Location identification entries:
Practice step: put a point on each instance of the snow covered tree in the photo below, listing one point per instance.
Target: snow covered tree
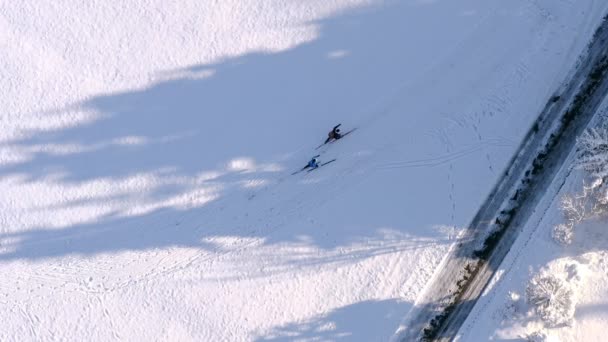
(537, 336)
(593, 151)
(551, 298)
(591, 203)
(563, 233)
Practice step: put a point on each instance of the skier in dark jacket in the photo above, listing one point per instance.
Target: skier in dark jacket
(334, 134)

* _EXERCISE DETAILS_: Each line from the one containing "Practice step: put a point on each instance of the skier" to the final line of the entries above must be returned exactly, and no other line may appear.

* _THE OUTPUT_:
Practice step: put a point on each instance of the skier in dark jacket in the photo above, listing one point per instance.
Target: skier in dark jacket
(334, 134)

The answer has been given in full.